- Given request -
Put the lines of the records below into a JSON list of strings, one string per line and no blank lines. Start at the line containing "the white hanging" and include everything up to and including the line containing "215 0 257 145".

- Dataset entries -
§

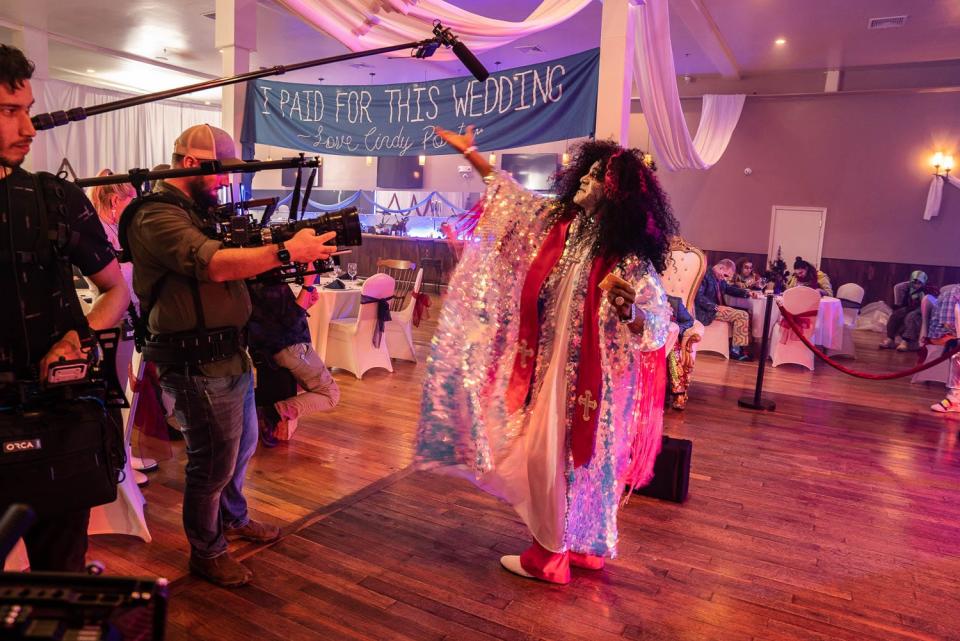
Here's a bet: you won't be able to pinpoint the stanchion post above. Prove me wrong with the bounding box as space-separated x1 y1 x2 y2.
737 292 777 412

§

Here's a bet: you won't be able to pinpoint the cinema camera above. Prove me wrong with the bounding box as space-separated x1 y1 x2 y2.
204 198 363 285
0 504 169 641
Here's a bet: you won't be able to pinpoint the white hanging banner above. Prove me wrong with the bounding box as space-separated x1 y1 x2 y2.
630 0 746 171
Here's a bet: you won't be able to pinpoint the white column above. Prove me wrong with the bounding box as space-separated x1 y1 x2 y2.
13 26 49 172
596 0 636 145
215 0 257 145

§

- Task output -
[
  "Here's a bet: you won't be able to pinpoint the white hanging banner above. Prove me wrong with the bounding box as space-separated x1 y1 x2 y2.",
  "630 0 746 171",
  "Here's a bet: you won't be able to pinpoint the white column above. Prove me wrong with the bounding box as space-separated x1 y1 x2 y2.",
  "13 26 49 172",
  "596 0 636 145",
  "215 0 257 145"
]